— Start of TEXT EXCERPT —

# Places for your pump beside the water bottle cage mount and in my jersey pocket?



## ziscwg (Apr 19, 2010)

With my dirt tendencies even on my road bike, my pump rattles. It's not the pump it's the mounting. I have tried different mounts and mounting it on the down tube and seat tube. 

The rattling is driving me bonkers. I love the pump. It's fast and reliable. I have only used it 3 times, but it's the best one I have used by far (excluding CO2 of course).

Any other mounting methods? 

I don't mind buying something that will work. I also don't like the jersey pocket. Sometimes I have them full with my extra water bottle, gu bottle or two, banana, cashews for long rides etc. I don't want to lose the pump while on the road and grabbing food. 

I thought about putting it inside the seat post with some foam of some kind. I would have to figure some method to keep it up there like the steer tube top cap thing.


----------



## moonmoth (Nov 8, 2008)

I carry my pump in a small fanny pack; just barely fits. Pack is turned around to the back. I just grab the pack before I'm out the door and it works for whatever bike I'm riding.


----------



## roscoe (Mar 9, 2010)

— End of TEXT EXCERPT —

• EXERCISE SET
1. Please transcribe from the pump-mounting thread the passage that opens with the words containing "With my dirt" and closes with "top cap thing.".
2. In the pump-mounting thread, where does moonmoth carry the pump?
3. Resume the forum thread about mounting a bike pump, continuing from the point where it stops.

— Start of MATERIAL SUPPLIED —

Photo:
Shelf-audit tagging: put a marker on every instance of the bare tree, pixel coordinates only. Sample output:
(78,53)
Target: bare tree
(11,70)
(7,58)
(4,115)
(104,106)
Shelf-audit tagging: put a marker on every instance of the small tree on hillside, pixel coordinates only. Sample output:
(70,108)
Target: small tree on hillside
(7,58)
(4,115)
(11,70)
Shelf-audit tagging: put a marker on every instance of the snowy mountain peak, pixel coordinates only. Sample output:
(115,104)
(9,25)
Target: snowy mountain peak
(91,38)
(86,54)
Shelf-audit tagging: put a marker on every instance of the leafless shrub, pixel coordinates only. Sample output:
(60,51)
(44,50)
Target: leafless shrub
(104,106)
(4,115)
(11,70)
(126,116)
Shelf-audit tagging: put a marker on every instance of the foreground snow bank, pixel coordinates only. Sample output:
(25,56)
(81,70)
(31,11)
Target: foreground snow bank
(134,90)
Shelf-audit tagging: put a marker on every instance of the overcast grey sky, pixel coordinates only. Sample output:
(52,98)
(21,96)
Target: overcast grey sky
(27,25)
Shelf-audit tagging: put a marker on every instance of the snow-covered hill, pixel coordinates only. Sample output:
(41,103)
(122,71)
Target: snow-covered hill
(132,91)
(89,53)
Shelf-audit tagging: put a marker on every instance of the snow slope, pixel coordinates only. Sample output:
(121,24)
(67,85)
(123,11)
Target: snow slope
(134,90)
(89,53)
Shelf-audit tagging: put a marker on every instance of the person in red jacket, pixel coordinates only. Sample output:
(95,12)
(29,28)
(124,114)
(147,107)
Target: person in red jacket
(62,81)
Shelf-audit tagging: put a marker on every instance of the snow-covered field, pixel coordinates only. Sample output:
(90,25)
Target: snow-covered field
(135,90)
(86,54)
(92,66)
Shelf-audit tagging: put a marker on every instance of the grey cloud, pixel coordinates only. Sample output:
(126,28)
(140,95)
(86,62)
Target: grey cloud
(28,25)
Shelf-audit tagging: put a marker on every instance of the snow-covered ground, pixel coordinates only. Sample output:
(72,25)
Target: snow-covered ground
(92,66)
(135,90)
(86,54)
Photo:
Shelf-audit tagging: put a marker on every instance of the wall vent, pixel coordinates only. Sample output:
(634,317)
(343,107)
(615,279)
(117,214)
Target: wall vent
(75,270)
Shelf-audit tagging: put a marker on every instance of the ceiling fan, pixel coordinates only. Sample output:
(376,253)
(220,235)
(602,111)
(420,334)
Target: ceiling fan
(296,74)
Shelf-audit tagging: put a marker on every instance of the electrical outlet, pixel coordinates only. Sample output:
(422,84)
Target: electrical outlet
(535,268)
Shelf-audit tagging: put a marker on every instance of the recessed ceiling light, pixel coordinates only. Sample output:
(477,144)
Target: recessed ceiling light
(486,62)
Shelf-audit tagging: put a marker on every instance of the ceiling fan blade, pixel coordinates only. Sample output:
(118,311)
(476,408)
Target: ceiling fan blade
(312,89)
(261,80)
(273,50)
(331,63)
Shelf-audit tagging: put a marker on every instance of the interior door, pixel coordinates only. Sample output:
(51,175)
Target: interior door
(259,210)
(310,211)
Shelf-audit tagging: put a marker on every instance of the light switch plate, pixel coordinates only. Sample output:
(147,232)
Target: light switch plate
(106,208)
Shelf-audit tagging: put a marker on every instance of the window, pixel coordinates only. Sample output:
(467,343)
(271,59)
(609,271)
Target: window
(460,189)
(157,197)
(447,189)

— End of MATERIAL SUPPLIED —

• PER-TASK OUTPUTS
1.
With my dirt tendencies even on my road bike, my pump rattles. It's not the pump it's the mounting. I have tried different mounts and mounting it on the down tube and seat tube. 

The rattling is driving me bonkers. I love the pump. It's fast and reliable. I have only used it 3 times, but it's the best one I have used by far (excluding CO2 of course).

Any other mounting methods? 

I don't mind buying something that will work. I also don't like the jersey pocket. Sometimes I have them full with my extra water bottle, gu bottle or two, banana, cashews for long rides etc. I don't want to lose the pump while on the road and grabbing food. 

I thought about putting it inside the seat post with some foam of some kind. I would have to figure some method to keep it up there like the steer tube top cap thing.

2. In a small fanny pack turned around to the back.

3.
why not put some padding in there to stop the rattling, a very small rag or electrical tape on the pump (or something to that effect)


----------



## JCavilia (Sep 12, 2005)

ziscwg said:


> With my dirt tendencies even on my road bike, my pump rattles. It's not the pump it's the mounting. I have tried different mounts and mounting it on the down tube and seat tube.
> 
> The rattling is driving me bonkers.


I've never seen a properly installed pump bracket that rattled. Are you sure you're putting it on right? Is the pump rattling in the bracket, or the bracket rattling against the frame? If the former, get a velcro strap to cinch it tight, and/or glue in a bit of elastic shim (like a piece of old inner tube). If the latter, the rubber shim can also work, and zipties (from the electrical department at the hardware store) are great for tightly attaching things while adding minimal bulk.

What pump is it?


----------



## Lawfarm (Jun 4, 2010)

I have a Topeak Road Morph G, which I love. The hose makes for easy connections, integrated gauge, foot stand and separate handle...works great. It's like a mini floor pump that fits on the bike. The mount for it has an integrated velcro strap that holds it securely. I have mine mounted on the underside of the top-tube, using one of the mounts provided...no rattles, no moving, completely out of the way. Works great.


----------



## ziscwg (Apr 19, 2010)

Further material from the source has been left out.